- **原文出處**:
---*---
胡家祥



摘要:印度、中國和希臘上古時代的先哲都意識到力量與法則或乾辟與坤翕構成天地萬物,畢達哥拉斯、柏拉圖和我國《周易》《老子》更描繪了具有基元性質的象數。近現代科學的開創者大多滿腦子充溢畢達哥拉斯主義精神,當代科學普遍傾向于四維的波動的場型或球體的宇宙觀。從球體中任取一瓣,我們易于發現太極生兩儀、乾辟坤翕的普遍法則,并昭示物質、能量和信息是構成天地萬物的三元,還正好吻合凝聚古希臘哲學家集體智慧的“四因”說。在黑格爾辭世近兩百年后,當代哲學有可能達成本體論與方法論的新的統一。
關鍵詞:本體論;方法論;傳統哲學;當代科學;辯證法
中圖分類號:B01? ? 文獻標識碼:A? ? 文章編號:1003-854X(2019)05-0068-06
20世紀初葉,德國產生格式塔心理學,提出迥異于傳統習見的新觀點,認為人們在知覺外部事物時實際是整體先于部分,即把事物知覺為統一的整體而不是知覺為一群個別的感覺。這一革新觀點不僅適用于解釋個體人對于個別事物的認知,而且適用于人的整個族類對于整個宇宙的認知。今天我們看到,遠在上古時代,東西方的先哲就在宇宙觀領域百家爭鳴,很多有價值的見解在現代甚至煥發了青春,顯示出強大的生機與活力。
一、東西方上古先哲的相似推測
馬克思曾指出:“希臘人,永遠是我們的老師,因為他們有這樣偉大的天真,這種天真把每一件事物,可以說,不加掩飾地擺在事物本質的純潔的光線的照射之中?!雹?應該說,無論是西方還是東方,“軸心時代”乃至之前的先哲都是如此。究其原因,他們一方面沒有觀念的遮蔽,另一方面較少物欲的牽扯,因而能保持心明如鑒,擁有敏銳的直覺,往往比后世更能虛心接受和親切體認宇宙律動的信息——或如莊子所描述的,“淡然獨與神明[即精神]居”,“獨與天地精神往來而不敖倪于萬物”(《莊子·天下》)。
從這方面看,東方文化更有著悠久的傳統。早在公元前15世紀左右,《黎俱吠陀》就試圖以神話形式解釋自然現象,其中有兩個神話人物最能代表初民對宇宙存在與發展所包含的內在矛盾的理解。其一是因陀羅,全書約有四分之一的篇幅歌頌這位雷神和戰神,描述他腹大充滿了蘇摩(一種讓人精力充沛、斗志旺盛的液體),軀干超過大地的十倍以上,手握金剛杵,力大無窮,常能降服群魔;其次是伐龍那,他以公平執法著稱,具備一切智,是天地萬物和人類社會的立法者,天地因之奠定,日月星辰依照他制定的法則運行,且能洞察人的真偽,任何陰私都逃不過他的眼睛。因陀羅之力與伐龍那之智,可以說是宇宙及萬物所包含的動力因和形式因的人格化體現。
---*---
- **條目**:

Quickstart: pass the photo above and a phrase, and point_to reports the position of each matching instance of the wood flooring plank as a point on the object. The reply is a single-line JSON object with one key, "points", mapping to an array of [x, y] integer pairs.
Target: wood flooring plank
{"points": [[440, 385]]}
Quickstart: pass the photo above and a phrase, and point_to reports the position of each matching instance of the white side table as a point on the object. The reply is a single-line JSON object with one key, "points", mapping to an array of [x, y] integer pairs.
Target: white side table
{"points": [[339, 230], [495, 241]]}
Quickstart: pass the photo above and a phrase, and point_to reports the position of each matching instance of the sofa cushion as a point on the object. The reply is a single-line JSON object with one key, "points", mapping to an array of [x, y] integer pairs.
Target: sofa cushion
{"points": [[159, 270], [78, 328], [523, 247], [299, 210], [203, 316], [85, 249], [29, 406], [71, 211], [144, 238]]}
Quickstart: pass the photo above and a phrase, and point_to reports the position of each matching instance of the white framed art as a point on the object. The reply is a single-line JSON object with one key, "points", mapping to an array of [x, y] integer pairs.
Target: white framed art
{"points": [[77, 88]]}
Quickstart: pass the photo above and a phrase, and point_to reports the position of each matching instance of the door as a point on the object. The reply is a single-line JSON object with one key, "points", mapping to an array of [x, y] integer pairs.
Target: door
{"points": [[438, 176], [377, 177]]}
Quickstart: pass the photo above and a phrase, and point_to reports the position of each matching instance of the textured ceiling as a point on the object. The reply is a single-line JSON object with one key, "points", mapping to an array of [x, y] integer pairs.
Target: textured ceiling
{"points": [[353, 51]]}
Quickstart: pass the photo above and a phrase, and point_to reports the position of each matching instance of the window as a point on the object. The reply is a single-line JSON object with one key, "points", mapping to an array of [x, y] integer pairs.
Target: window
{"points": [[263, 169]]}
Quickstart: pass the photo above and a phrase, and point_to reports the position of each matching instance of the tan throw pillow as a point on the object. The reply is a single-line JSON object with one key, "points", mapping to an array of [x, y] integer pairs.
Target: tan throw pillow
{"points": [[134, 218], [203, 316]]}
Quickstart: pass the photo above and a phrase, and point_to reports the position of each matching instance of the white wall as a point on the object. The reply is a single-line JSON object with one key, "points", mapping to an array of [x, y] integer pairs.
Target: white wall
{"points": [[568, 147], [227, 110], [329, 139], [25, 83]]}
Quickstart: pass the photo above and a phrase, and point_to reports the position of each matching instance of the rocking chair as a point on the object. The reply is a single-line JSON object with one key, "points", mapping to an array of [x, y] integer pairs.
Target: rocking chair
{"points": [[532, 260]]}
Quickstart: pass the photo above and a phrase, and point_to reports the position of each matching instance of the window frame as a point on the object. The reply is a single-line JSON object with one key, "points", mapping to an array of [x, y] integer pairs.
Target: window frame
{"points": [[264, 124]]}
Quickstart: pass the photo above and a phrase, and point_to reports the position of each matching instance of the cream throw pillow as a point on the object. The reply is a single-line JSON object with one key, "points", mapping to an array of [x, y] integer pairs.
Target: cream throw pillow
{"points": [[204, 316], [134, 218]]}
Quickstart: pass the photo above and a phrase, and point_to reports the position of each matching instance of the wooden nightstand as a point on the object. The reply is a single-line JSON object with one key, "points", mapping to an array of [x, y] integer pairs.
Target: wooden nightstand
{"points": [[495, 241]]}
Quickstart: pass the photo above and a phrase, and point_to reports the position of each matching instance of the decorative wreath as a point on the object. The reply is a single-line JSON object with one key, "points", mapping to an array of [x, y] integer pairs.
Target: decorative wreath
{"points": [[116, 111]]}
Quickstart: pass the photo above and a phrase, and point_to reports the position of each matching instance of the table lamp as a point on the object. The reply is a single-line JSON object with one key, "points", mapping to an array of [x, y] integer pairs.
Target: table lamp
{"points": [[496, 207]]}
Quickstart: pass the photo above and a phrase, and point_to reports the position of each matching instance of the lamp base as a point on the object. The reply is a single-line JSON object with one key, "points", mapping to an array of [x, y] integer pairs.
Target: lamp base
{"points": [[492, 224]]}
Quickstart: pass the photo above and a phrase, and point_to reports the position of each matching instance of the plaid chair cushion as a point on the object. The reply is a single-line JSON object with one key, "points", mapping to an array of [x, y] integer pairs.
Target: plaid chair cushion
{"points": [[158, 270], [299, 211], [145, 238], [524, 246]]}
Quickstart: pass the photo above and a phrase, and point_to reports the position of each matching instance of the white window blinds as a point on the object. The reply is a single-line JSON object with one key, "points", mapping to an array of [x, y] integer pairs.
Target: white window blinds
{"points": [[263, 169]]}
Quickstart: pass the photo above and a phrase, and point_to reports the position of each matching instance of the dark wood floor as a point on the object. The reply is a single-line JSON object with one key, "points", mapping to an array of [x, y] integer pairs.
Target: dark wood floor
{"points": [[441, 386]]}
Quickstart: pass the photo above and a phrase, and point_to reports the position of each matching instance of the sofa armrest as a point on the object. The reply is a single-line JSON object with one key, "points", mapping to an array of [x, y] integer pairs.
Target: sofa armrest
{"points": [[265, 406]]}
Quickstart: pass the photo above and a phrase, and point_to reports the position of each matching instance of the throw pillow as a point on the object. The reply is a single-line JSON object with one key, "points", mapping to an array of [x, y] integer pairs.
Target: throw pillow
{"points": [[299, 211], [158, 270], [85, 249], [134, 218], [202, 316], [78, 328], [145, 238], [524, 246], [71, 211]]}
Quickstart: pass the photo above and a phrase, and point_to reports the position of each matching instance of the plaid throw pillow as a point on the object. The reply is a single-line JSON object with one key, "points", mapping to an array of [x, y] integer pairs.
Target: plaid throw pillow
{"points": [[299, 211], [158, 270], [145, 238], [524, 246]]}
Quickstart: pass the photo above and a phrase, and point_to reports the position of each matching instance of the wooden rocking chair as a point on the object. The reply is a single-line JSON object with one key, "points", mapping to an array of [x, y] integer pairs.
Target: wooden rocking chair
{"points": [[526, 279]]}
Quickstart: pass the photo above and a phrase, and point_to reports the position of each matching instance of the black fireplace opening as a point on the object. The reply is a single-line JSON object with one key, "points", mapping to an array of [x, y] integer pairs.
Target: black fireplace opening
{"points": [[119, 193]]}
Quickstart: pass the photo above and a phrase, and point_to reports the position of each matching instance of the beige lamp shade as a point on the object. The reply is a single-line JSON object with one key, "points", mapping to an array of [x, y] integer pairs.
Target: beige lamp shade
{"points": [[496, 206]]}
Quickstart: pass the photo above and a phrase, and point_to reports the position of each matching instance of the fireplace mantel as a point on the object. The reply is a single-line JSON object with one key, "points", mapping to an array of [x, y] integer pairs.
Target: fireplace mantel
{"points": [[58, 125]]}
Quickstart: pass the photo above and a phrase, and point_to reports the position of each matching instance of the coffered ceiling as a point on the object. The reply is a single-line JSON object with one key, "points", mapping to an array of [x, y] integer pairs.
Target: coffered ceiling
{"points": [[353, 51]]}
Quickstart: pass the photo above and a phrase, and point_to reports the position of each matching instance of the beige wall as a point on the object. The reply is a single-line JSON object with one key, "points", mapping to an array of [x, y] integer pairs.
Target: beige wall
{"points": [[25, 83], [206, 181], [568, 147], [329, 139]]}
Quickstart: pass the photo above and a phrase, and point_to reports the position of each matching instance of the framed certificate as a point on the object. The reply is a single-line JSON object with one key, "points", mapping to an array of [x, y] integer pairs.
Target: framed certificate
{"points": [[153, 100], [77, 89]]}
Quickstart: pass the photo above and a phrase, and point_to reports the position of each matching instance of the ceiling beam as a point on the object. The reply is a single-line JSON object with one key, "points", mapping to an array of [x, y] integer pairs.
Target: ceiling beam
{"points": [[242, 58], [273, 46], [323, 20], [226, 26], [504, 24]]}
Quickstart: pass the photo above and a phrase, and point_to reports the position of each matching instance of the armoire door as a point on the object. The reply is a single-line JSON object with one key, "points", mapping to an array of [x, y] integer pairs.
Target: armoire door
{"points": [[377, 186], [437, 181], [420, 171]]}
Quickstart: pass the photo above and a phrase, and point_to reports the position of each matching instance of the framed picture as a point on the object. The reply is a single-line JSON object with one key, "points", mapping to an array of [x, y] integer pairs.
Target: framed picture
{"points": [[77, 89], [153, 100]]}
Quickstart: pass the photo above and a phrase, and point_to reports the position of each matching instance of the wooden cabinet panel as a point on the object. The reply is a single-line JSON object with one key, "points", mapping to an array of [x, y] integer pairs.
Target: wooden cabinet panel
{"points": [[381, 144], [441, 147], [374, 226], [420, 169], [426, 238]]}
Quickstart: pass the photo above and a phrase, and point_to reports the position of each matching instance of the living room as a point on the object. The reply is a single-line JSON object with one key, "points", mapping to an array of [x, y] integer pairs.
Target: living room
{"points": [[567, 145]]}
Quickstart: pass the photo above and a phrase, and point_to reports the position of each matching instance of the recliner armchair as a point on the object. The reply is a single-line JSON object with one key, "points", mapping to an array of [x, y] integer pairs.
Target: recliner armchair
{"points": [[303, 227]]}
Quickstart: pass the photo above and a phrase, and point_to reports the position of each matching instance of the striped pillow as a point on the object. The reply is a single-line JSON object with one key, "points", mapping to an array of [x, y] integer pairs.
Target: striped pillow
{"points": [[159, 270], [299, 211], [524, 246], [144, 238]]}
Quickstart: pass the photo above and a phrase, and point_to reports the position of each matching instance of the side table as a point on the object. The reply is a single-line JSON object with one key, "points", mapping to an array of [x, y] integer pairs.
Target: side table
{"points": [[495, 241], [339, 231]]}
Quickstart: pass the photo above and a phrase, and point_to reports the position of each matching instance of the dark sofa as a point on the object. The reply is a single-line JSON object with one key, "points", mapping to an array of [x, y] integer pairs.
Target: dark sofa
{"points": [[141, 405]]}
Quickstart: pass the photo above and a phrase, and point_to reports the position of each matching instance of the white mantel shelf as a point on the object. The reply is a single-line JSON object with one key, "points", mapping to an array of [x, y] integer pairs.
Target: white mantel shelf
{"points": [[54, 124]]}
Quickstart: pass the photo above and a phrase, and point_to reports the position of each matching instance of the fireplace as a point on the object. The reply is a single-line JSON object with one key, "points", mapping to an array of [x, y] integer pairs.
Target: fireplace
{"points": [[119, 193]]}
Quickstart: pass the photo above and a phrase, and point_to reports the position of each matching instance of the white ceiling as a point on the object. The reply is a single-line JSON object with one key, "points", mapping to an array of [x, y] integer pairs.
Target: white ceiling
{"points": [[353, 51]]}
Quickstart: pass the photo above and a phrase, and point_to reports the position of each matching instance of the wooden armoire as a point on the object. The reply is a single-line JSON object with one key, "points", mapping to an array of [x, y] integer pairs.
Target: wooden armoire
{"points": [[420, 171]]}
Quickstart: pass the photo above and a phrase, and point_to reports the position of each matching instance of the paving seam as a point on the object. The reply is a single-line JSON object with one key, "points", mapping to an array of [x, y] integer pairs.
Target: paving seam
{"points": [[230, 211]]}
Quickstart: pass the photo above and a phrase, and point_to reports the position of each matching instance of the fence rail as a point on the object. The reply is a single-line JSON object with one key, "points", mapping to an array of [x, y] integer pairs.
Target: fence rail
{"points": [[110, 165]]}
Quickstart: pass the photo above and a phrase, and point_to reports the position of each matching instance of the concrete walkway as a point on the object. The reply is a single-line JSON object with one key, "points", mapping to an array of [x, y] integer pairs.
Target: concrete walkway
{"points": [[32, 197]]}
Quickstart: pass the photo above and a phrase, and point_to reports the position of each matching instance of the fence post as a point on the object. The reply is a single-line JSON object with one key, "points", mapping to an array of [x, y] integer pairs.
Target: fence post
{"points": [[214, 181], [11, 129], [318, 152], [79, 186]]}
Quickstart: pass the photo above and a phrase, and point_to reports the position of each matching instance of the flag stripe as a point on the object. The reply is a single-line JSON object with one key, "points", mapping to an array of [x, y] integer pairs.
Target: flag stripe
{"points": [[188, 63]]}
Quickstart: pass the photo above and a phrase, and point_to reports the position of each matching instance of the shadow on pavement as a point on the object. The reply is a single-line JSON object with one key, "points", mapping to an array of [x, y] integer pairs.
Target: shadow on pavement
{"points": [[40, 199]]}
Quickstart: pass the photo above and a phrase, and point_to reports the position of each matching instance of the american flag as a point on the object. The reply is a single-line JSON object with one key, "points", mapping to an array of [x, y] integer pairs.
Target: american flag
---*---
- **作業要求**:
[1] 請將這篇談宇宙觀的文章中介于“一、東西方上古先哲的相似推測”與“動力因和形式因的人格化體現。”之間的文字重新寫出，兩端都包括在內。
[2] 根據這篇談宇宙觀的文章回答：
(a) 格式塔心理學於何時在哪個國家產生？
(b) 《黎俱吠陀》約用多少篇幅歌頌因陀羅？
(c) 伐龍那以什麼著稱？
[3] 從這篇談宇宙觀的文章停下的地方接續寫下去。

- **練習答案**:
[1]
一、東西方上古先哲的相似推測
馬克思曾指出:“希臘人,永遠是我們的老師,因為他們有這樣偉大的天真,這種天真把每一件事物,可以說,不加掩飾地擺在事物本質的純潔的光線的照射之中?!雹?應該說,無論是西方還是東方,“軸心時代”乃至之前的先哲都是如此。究其原因,他們一方面沒有觀念的遮蔽,另一方面較少物欲的牽扯,因而能保持心明如鑒,擁有敏銳的直覺,往往比后世更能虛心接受和親切體認宇宙律動的信息——或如莊子所描述的,“淡然獨與神明[即精神]居”,“獨與天地精神往來而不敖倪于萬物”(《莊子·天下》)。
從這方面看,東方文化更有著悠久的傳統。早在公元前15世紀左右,《黎俱吠陀》就試圖以神話形式解釋自然現象,其中有兩個神話人物最能代表初民對宇宙存在與發展所包含的內在矛盾的理解。其一是因陀羅,全書約有四分之一的篇幅歌頌這位雷神和戰神,描述他腹大充滿了蘇摩(一種讓人精力充沛、斗志旺盛的液體),軀干超過大地的十倍以上,手握金剛杵,力大無窮,常能降服群魔;其次是伐龍那,他以公平執法著稱,具備一切智,是天地萬物和人類社會的立法者,天地因之奠定,日月星辰依照他制定的法則運行,且能洞察人的真偽,任何陰私都逃不過他的眼睛。因陀羅之力與伐龍那之智,可以說是宇宙及萬物所包含的動力因和形式因的人格化體現。

[2]
(a) 20世紀初葉，在德國產生。
(b) 約四分之一的篇幅。
(c) 以公平執法著稱。

[3]
數論派是印度哲學最古老和最重要的流派之一,據傳釋迦牟尼早期曾師事過數論師。《黎俱吠陀》中的創造天地的“生主”亦作“原人”,數論派將他稱之為“神我”,認為他與原質(自性)交合生成二十三諦而構成了世界萬物。神我與自性其實可類比于人類的男女。
我國上古時代的先哲“遠取諸物,近取諸身”,也參照男女二性區分陰陽乃至乾坤。老子冥思宇宙的本原,意識到難以稱名,在“大”(太)與“道”之間權衡之后,也許是為了便于描述其“周行而不殆”(《老子·25章》)的特性而選擇了后者。他推斷說:“道生一,一生二,二生三,三生萬物。萬物負陰而抱陽,沖氣以為和?!保ā?2章》)從漢初河上公起②,對“一”“二”“三”的解釋多有不同,我們這里并不企求確詁,不過從中看到老子心目中已有數的觀念,且意識到追溯于宇宙本根,其實是簡單的要素構成蕓蕓大千世界。
比較而言,《周易》對宇宙本原的描述較為明確?!断缔o上傳》寫道:“易有大極,是生兩儀,兩儀生四象。四象生八卦,八卦定吉兇,吉兇生大業。”這六句話宜分為兩組:前三句講的是宇宙論;后三句說的是人事。太極生兩儀,可解為分化出實體性的天地或功能性的陰陽及乾坤;兩儀如何生四象?在邏輯上還有待辨識。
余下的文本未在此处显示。